# GOAL:
Pick out each line in the material below that contains the word "Find", and copy those lines.

*** DATA EXCERPTS

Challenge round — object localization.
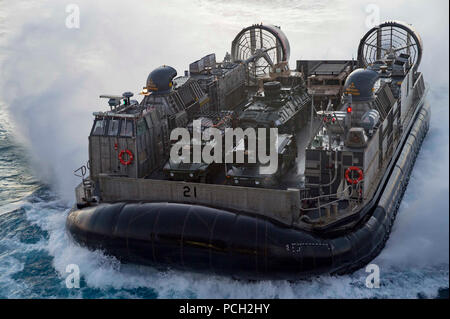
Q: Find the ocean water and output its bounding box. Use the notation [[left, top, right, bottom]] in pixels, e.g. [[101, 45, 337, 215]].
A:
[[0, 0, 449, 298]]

******
*** DATA EXCERPTS

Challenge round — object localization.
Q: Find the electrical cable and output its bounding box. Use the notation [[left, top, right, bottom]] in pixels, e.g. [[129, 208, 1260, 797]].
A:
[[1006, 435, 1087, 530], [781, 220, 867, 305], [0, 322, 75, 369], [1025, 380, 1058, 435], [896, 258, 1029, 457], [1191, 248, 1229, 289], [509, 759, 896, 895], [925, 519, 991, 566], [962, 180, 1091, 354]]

******
*** DATA EXCERPTS

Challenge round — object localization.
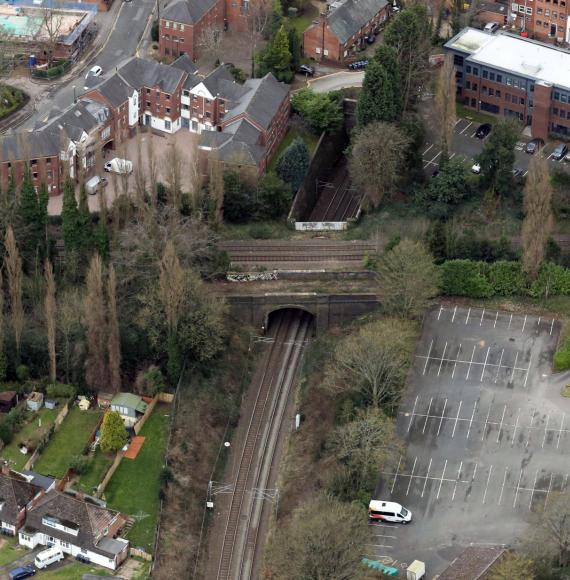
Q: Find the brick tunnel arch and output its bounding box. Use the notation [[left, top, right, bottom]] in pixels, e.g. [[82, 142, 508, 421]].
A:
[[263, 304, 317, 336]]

******

# EXPECTED ANSWER:
Q: Find the ocean water and output its bounding box. Use the notation [[left, top, right, bottom]] in pixels, e.g. [[101, 45, 337, 215]].
Q: Find the electrical cable and output its bounding box. Use the notation [[left, top, right, bottom]] in pixels, e.g. [[129, 208, 1260, 797]].
Q: Find the brick tunnel arch and output its bounding box. Use the notation [[left, top, right, bottom]] in pixels, e.g. [[82, 142, 508, 421]].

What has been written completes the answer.